§ WHAT IS EXPECTED: Once you have read the data below, print all of it exactly.

Stored data entries:

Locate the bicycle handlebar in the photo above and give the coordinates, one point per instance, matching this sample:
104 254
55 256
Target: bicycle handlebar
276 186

§ RESULT FOR THIS EXERCISE:
Locate the bicycle handlebar in the photo above and give the coordinates, one point per instance, matching this sample:
104 254
55 256
Target: bicycle handlebar
276 186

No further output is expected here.